**TEXT SHOWN**
Get observed values and variances of variables or objectives. For noisy input data, the values are obtained on the basis of predictions of the surrogate models. Therefore, they can slightly differ from the input data. Example:

data = driver.get_observed_values("variable", "loss")

Parameters:

object_type (Literal['variable', 'objective']) – The type of object for which a prediction is required.
name (str) – The name of the object for which predictions are required.
num_samples (Optional[int]) – Number of samples used for posteriors that have a sampling-based distribution. If not specified, the same number as in the acquisition is used. If the posterior is described by a fixed number of ensemble points, the minimum of num_samples and the ensemble size is used.

Return type:

dict[str, Any]

Returns: Dictionary, with the following keys:

samples:

The observed samples (design and possibly environment values).

means:

Mean values of observations. For noiseless observations, this is the observed value itself.

variance:

Variance of observed values. For noiseless observations, this is typically a negligibly small number.

get_sobol_indices(object_type='objective', name='objective', max_uncertainty=0.001, max_time=inf, max_samples=1000000.0, min_dist=0.0)

Determines Sobol’ indices of a surrogate, variable or objective under a parameter distribution. By default the probability density of the parameters is a uniform distribution in the whole parameter domain. Other parameter distributions can be defined via study.configure(parameter_distribution = dict(...)).

**JOB 1**
Update the listing from its first line through the line containing "604 89 640 334", replacing "white window frame" with "white door frame" and leaving everything else unchanged.
The documentation above and the listing after it are unrelated to each other.

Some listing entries

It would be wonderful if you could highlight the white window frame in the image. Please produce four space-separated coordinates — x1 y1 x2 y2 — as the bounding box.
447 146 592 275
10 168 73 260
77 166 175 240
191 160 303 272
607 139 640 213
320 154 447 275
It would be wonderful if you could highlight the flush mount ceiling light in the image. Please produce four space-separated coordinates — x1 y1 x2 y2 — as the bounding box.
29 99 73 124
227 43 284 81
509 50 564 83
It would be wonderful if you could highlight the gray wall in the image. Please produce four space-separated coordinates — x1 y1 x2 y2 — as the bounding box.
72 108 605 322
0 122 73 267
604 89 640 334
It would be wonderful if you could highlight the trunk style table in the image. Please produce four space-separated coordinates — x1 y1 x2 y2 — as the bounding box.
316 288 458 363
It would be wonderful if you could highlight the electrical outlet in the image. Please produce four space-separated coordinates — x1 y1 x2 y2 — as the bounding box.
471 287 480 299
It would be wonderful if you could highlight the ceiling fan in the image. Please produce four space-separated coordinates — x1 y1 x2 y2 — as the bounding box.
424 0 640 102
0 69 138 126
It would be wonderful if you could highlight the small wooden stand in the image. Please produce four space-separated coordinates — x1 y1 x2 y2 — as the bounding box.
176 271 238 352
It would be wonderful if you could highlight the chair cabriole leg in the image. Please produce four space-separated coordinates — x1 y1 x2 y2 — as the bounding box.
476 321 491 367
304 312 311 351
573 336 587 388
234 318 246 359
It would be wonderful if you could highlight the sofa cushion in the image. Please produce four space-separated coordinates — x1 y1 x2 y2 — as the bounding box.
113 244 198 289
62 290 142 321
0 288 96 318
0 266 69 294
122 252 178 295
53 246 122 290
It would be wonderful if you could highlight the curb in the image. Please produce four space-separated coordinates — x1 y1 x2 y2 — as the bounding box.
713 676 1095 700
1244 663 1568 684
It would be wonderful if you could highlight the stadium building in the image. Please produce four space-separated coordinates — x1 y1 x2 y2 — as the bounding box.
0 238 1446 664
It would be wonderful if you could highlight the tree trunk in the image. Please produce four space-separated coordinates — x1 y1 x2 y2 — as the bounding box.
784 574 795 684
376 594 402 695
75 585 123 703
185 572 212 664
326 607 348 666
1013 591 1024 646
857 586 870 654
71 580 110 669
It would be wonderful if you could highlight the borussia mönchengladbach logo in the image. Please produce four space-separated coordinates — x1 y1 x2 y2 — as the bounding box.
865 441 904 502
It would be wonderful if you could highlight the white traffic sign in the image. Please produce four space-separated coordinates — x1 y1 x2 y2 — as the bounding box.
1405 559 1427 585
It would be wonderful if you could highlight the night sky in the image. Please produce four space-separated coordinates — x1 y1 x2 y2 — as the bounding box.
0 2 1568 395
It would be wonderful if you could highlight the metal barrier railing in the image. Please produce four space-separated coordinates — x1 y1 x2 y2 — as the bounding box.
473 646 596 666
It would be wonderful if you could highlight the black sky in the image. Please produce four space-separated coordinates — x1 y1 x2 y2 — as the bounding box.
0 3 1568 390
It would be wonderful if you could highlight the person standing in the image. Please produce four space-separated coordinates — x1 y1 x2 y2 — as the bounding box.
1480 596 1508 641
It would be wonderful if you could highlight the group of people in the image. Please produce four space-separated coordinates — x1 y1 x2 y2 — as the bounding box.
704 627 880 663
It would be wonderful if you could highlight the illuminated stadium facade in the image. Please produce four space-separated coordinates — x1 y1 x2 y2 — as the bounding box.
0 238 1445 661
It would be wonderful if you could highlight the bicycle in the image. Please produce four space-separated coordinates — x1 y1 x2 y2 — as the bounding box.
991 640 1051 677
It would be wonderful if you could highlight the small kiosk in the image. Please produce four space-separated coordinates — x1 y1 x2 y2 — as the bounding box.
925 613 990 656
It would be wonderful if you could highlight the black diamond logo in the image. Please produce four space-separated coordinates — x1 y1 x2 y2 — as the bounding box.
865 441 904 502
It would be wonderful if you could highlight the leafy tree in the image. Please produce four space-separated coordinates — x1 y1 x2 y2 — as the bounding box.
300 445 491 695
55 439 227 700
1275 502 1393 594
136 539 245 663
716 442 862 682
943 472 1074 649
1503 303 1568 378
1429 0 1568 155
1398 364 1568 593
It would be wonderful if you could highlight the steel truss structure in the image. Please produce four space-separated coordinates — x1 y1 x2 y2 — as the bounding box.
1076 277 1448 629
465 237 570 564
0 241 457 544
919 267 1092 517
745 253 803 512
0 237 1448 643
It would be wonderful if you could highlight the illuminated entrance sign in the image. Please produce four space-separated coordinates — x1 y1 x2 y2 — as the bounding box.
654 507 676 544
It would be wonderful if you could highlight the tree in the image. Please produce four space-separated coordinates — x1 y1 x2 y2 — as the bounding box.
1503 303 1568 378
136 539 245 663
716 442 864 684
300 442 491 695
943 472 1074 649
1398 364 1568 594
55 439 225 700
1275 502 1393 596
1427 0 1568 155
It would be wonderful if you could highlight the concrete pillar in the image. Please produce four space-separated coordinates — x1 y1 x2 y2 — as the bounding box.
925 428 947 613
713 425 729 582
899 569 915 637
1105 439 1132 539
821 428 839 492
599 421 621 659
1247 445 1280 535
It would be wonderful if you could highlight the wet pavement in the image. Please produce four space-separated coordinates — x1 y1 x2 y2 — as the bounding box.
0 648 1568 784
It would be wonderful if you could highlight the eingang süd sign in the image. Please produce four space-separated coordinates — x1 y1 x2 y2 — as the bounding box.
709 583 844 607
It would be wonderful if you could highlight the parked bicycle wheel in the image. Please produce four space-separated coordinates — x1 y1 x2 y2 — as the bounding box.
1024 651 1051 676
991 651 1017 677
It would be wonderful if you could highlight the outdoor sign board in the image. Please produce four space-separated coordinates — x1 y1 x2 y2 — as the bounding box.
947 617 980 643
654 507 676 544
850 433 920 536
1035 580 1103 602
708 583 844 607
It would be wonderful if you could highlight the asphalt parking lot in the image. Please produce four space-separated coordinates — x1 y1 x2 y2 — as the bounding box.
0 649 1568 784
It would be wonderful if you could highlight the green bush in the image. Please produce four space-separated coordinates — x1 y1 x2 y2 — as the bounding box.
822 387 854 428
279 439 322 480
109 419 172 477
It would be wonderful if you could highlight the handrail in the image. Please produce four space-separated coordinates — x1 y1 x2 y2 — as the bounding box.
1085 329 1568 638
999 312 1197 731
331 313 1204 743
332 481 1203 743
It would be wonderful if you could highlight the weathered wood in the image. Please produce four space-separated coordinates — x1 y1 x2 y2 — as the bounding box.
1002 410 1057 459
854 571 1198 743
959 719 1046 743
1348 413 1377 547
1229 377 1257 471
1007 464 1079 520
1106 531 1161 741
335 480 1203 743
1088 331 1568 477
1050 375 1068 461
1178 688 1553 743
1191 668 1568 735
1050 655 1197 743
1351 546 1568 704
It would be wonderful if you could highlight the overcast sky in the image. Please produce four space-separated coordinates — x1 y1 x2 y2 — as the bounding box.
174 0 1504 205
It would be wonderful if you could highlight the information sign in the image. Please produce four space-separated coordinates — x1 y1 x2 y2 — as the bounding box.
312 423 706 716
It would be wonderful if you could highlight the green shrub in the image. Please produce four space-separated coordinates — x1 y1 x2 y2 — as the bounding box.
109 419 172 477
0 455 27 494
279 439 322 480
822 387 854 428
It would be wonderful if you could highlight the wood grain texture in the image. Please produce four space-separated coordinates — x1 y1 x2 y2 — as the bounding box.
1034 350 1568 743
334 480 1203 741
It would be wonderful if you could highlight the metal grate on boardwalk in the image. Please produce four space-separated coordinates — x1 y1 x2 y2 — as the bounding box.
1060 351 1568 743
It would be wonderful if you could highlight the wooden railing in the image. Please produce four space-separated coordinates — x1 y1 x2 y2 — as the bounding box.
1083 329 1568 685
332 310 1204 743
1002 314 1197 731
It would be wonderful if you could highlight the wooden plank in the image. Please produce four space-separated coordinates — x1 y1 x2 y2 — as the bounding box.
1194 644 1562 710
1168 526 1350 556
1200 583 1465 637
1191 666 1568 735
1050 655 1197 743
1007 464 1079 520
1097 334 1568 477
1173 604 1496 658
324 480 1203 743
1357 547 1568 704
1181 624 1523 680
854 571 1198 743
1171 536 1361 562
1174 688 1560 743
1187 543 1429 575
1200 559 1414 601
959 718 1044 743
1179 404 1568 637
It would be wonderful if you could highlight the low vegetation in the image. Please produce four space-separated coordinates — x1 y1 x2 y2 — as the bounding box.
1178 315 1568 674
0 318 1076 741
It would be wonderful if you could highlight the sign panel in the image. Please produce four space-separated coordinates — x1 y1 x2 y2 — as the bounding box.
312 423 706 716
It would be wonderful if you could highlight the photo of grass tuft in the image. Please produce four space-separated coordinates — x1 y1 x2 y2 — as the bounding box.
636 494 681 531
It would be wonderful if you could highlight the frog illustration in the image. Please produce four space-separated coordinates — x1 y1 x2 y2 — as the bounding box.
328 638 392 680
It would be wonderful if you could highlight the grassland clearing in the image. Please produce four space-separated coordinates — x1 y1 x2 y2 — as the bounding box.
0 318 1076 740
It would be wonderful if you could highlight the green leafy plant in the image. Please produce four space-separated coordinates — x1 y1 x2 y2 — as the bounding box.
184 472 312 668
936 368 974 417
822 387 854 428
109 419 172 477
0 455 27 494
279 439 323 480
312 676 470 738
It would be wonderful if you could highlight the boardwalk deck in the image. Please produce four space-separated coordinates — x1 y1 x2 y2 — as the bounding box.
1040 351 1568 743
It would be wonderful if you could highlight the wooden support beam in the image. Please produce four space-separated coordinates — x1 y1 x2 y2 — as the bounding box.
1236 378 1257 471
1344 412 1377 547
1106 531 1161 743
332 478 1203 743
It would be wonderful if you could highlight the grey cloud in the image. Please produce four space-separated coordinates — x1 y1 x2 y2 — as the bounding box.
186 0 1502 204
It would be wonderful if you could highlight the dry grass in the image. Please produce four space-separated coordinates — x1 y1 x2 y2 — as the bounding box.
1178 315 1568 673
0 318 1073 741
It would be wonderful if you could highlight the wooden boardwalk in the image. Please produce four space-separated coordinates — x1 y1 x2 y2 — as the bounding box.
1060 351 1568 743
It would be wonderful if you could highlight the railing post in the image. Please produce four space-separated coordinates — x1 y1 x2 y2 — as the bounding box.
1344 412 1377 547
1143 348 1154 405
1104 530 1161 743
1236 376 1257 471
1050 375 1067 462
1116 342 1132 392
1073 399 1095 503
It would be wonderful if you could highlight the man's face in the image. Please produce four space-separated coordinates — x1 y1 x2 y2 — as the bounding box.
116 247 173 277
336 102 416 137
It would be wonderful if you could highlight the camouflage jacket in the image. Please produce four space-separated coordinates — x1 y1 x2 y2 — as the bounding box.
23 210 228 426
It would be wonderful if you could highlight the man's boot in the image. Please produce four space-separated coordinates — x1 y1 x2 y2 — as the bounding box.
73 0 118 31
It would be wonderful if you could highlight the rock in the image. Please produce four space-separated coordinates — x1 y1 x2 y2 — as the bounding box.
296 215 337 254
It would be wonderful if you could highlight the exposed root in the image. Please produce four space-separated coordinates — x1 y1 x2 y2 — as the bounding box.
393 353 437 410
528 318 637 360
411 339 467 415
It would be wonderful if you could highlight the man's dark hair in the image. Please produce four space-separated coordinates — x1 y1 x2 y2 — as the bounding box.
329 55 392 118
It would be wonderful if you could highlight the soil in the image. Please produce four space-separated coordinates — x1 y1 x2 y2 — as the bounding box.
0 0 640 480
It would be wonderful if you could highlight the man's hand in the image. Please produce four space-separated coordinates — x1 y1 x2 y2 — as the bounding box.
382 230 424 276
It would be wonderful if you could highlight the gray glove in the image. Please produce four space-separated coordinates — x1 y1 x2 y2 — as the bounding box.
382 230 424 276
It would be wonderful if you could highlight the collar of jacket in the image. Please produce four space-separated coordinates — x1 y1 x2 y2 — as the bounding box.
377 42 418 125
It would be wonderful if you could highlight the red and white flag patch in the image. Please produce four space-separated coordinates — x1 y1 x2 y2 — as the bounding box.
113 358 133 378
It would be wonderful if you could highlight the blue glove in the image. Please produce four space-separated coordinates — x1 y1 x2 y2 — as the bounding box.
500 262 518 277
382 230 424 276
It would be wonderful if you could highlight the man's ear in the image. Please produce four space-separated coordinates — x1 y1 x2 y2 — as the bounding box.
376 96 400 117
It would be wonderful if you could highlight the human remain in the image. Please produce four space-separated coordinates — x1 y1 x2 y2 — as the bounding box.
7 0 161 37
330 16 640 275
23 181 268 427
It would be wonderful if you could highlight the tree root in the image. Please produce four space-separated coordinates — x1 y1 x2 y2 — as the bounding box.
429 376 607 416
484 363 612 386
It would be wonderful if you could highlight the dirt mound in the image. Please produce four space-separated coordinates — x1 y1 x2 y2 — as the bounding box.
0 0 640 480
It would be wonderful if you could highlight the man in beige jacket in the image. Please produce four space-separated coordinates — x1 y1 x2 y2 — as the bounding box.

**JOB 2**
Answer these questions about the documentation:
(a) According to the documentation, what is the mean value for noiseless observations?
(b) What is the default value of max_samples in get_sobol_indices?
(c) What return type is given for get_observed_values?

**REPLY 1**
It would be wonderful if you could highlight the white door frame in the image. Please produce four space-separated coordinates — x1 y1 x2 y2 — as the bounding box.
447 146 592 275
10 168 73 260
77 166 175 240
191 160 303 272
607 139 640 213
320 154 447 275
It would be wonderful if you could highlight the flush mount ceiling light in the image. Please produce four space-separated coordinates — x1 y1 x2 y2 — as the bounding box.
29 99 73 124
227 43 284 81
509 50 564 83
It would be wonderful if you could highlight the gray wall in the image. Please produce four space-separated coordinates — x1 y1 x2 y2 — as the bounding box.
72 108 605 322
0 122 73 267
604 89 640 334

**REPLY 2**
(a) The observed value itself.
(b) 1000000.0
(c) dict[str, Any]